start Information provided
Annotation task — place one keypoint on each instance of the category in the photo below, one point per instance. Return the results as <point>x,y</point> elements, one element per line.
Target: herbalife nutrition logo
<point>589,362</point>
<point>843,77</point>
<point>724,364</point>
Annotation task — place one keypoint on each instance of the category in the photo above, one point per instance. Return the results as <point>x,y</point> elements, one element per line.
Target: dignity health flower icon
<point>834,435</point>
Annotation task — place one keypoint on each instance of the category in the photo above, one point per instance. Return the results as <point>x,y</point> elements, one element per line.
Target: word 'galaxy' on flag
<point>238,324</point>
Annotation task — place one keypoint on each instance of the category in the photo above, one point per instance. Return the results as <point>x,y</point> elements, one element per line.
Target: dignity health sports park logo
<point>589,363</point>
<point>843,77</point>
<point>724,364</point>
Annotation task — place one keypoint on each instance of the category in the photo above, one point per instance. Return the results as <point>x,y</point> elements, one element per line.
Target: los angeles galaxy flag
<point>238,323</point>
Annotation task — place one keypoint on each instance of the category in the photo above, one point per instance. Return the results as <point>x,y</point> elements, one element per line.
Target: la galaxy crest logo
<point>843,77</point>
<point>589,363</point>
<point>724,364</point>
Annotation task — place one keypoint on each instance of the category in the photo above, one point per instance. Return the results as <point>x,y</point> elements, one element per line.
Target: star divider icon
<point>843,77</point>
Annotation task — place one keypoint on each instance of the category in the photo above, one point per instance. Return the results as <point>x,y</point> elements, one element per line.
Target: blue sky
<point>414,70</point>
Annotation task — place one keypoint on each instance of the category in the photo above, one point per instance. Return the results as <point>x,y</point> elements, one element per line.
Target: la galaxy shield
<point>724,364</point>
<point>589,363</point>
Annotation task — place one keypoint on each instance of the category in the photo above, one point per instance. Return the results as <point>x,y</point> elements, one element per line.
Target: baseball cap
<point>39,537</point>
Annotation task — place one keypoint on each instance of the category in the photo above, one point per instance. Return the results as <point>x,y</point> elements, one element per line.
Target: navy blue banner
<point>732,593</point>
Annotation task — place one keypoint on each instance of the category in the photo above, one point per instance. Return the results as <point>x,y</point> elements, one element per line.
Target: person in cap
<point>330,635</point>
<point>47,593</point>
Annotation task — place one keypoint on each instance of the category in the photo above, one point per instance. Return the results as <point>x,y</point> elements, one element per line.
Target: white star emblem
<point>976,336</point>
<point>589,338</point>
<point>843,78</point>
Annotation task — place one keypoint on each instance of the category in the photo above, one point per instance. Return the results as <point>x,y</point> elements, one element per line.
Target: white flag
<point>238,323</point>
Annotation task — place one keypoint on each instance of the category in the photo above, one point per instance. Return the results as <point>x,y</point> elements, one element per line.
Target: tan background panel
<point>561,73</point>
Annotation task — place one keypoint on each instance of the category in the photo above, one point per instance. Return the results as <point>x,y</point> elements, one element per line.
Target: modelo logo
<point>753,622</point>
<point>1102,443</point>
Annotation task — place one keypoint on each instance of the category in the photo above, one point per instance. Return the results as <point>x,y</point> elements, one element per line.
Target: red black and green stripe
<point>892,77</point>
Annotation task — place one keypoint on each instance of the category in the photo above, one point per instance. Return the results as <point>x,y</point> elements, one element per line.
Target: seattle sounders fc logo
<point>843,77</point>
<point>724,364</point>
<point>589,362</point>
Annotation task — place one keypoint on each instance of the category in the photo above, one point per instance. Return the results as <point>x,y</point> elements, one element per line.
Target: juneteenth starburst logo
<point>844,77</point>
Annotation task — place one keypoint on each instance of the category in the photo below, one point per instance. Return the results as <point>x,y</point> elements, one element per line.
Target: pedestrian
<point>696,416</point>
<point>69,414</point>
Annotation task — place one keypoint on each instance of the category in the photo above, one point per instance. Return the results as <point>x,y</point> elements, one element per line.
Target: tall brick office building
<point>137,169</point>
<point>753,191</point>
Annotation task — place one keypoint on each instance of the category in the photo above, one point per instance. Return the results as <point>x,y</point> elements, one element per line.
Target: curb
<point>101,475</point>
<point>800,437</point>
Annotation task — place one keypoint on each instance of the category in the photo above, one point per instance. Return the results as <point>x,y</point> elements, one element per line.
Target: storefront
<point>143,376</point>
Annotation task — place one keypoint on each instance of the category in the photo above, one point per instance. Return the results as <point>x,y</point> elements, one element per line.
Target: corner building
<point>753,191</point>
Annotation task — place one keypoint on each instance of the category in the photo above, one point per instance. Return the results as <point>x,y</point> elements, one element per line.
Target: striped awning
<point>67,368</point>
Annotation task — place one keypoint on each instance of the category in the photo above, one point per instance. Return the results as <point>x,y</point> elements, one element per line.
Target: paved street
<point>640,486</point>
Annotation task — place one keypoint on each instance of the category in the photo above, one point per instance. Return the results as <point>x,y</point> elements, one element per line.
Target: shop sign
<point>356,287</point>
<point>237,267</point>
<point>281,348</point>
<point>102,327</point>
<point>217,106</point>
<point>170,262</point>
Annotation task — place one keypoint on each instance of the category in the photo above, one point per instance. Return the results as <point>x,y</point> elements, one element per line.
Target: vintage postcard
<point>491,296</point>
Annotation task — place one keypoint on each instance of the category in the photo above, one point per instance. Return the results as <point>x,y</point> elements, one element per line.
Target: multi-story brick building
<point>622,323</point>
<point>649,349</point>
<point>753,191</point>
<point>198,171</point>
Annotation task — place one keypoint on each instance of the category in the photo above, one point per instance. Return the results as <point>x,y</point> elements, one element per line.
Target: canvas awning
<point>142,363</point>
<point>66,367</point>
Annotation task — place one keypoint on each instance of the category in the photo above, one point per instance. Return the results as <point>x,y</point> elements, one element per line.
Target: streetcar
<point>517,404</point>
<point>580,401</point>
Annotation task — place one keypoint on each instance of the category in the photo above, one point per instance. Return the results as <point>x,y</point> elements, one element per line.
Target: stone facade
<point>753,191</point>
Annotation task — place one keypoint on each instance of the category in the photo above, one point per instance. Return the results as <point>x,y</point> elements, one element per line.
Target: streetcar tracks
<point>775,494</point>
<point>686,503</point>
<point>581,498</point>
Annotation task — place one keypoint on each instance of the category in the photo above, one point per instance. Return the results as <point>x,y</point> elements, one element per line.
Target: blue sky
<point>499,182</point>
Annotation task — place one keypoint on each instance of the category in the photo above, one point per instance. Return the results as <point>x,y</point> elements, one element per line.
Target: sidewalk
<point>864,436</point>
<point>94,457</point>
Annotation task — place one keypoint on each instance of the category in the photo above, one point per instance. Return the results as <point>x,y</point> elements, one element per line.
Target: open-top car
end Information provided
Written exercise: Send back all of the entries exactly, with nothing missing.

Solution:
Annotation task — place one keypoint on each instance of the category in the photo below, one point per instance. Return the results as <point>x,y</point> elements, one element per line.
Target: herbalife nutrition logo
<point>589,362</point>
<point>843,77</point>
<point>724,364</point>
Annotation task — place one keypoint on each instance of the category in the photo above, one point per instance. Return the results as <point>x,y</point> elements, one element per line.
Target: dignity health flower icon
<point>834,435</point>
Annotation task — place one keypoint on each instance of the category in the photo above, one point per instance. Return the results as <point>x,y</point> elements, one element per line.
Target: word 'galaxy' on flag
<point>238,324</point>
Annotation task — place one keypoint on each instance of the category in the photo above, one point per instance. Return the results as <point>x,y</point> elements, one element per line.
Target: dignity health sports park logo
<point>589,363</point>
<point>843,77</point>
<point>724,364</point>
Annotation task — place one keypoint on each instance of the category in the photo above, one point per instance. Return the results as <point>x,y</point> elements, one element per line.
Target: los angeles galaxy flag
<point>238,323</point>
Annotation task — place one keypoint on each instance of the category in the photo above, one point per instance. Return the results as <point>x,y</point> elements, one element per line.
Target: la galaxy crest logo
<point>843,77</point>
<point>589,363</point>
<point>724,364</point>
Annotation task — place one keypoint on each instance of the category in the photo above, one point per instance. Return the results as <point>x,y</point> elements, one element per line.
Target: star divider icon
<point>843,77</point>
Annotation task — place one keypoint on each instance of the category in the photo above, one point per instance. Return the results as <point>x,y</point> elements, one element per line.
Target: blue sky
<point>414,70</point>
Annotation task — place one keypoint on each instance of the category in the photo above, one point per instance. Return the results as <point>x,y</point> elements, one element per line.
Target: la galaxy shield
<point>724,364</point>
<point>589,363</point>
Annotation task — place one keypoint on each instance of the category in the photo above, one point per instance. Return the results as <point>x,y</point> elements, one element per line.
Target: baseball cap
<point>39,537</point>
Annotation task — place one keypoint on each instance of the category in the photo above, one point per instance. Return the results as <point>x,y</point> elements, one element per line.
Target: navy blue banner
<point>732,593</point>
Annotation task — place one keypoint on each instance of the category in the photo above, one point per instance. Return the results as <point>x,y</point> elements, one element per line.
Target: person in cap
<point>330,635</point>
<point>47,593</point>
Annotation task — place one keypoint on each instance of the category in the photo above, one point per instance. Return the results as <point>x,y</point> elements, one element per line.
Target: white star emblem
<point>976,336</point>
<point>589,338</point>
<point>843,78</point>
Annotation task — place one keypoint on each instance of the category in the photo above, one point per instance. Return the results as <point>x,y</point> elements, one element per line.
Target: white flag
<point>238,323</point>
Annotation task — place one keypoint on each instance of the category in the photo above, one point per instance. Return the results as <point>x,y</point> elements, one element per line.
Target: tan background panel
<point>561,73</point>
Annotation task — place one keypoint on each instance of the category in the photo above, one point per instance. Return the results as <point>x,y</point> elements, one element per line.
Target: modelo logo
<point>753,622</point>
<point>1102,443</point>
Annotation task — place one keypoint on each instance of the category in the photo above, one point per instance. Return the results as <point>x,y</point> elements, one element per line.
Target: red black and green stripe
<point>892,77</point>
Annotation task — place one keypoint on each instance of the category in the photo above, one point per instance. Return the results as <point>x,y</point> elements, one element per line.
Target: seattle sounders fc logo
<point>843,77</point>
<point>724,364</point>
<point>589,362</point>
Annotation task — place one keypoint on each instance of the category in the photo above, one point per instance. Return the results as <point>x,y</point> elements, one element per line.
Target: juneteenth starburst logo
<point>844,77</point>
Annotation task — place one keypoint on each instance of the category in the photo below, one point per instance. Return the results as <point>x,y</point> elements, one element per line.
Target: pedestrian
<point>696,416</point>
<point>69,414</point>
Annotation task — place one keypoint on each instance of the category in the photo above, one point per instance. Return the results as <point>x,y</point> elements, one element per line.
Target: tall brick office building
<point>137,169</point>
<point>753,191</point>
Annotation task — place one keypoint on each instance of the category in the photo above, one point per instance. Return the results as <point>x,y</point> elements, one element per line.
Target: curb
<point>101,475</point>
<point>800,437</point>
Annotation task — place one keypoint on each instance of the category in the photo above, one point per instance. Return the results as <point>x,y</point> elements, one element per line.
Target: storefront
<point>143,376</point>
Annotation task — place one keypoint on each instance of the category in the photo above, one point per instance. Return the results as <point>x,y</point> elements, one element per line.
Target: corner building
<point>753,191</point>
Annotation task — place one keypoint on each instance of the category in the photo above, one point per instance. Return the results as <point>x,y</point> elements, one element per line.
Target: striped awning
<point>67,368</point>
Annotation task — place one keypoint on each instance of the category in the photo above, one point per instance. Return the results as <point>x,y</point> elements, one element per line.
Target: paved street
<point>640,486</point>
Annotation task — place one keypoint on each instance of the category in the photo above, one point per instance. Return the results as <point>x,y</point> elements, one element per line.
Target: shop sign
<point>356,287</point>
<point>237,267</point>
<point>281,348</point>
<point>102,327</point>
<point>217,106</point>
<point>170,262</point>
Annotation task — place one keypoint on each instance of the category in the photo above, one point per instance. Return the results as <point>x,y</point> elements, one element per line.
Target: vintage postcard
<point>491,296</point>
Annotation task — place one keypoint on each instance of the category in the photo above, one point per instance. Return the results as <point>x,y</point> elements, one element per line.
Target: multi-story brick building
<point>622,323</point>
<point>649,349</point>
<point>753,191</point>
<point>198,171</point>
Annotation task — place one keypoint on each instance of the category in the photo above, one point per instance. Return the results as <point>x,y</point> elements, one element per line.
Target: canvas awning
<point>142,363</point>
<point>66,367</point>
Annotation task — place one keypoint on each instance of the category in the photo above, one point per instance. Return the results as <point>x,y</point> elements, one element per line.
Target: streetcar
<point>517,404</point>
<point>580,401</point>
Annotation task — place one keypoint on each instance of the category in the photo above, one point per instance. Return the results as <point>x,y</point> elements, one element per line.
Target: stone facade
<point>753,191</point>
Annotation task — place one keypoint on each instance of the category in the photo above, one point per instance. Return the results as <point>x,y</point> elements, one element per line.
Target: streetcar tracks
<point>775,494</point>
<point>686,503</point>
<point>581,498</point>
Annotation task — place one keypoint on each instance of the category in the photo above, one point per instance. Return the results as <point>x,y</point> elements, one element per line.
Target: blue sky
<point>499,182</point>
Annotation task — place one keypoint on each instance of the category in the photo above, one point per instance. Return the results as <point>x,y</point> elements, one element per line.
Target: sidewalk
<point>864,436</point>
<point>94,457</point>
Annotation task — place one keypoint on each instance of the category in the photo above, one point per instance. Return the results as <point>x,y</point> elements, one element per line.
Target: open-top car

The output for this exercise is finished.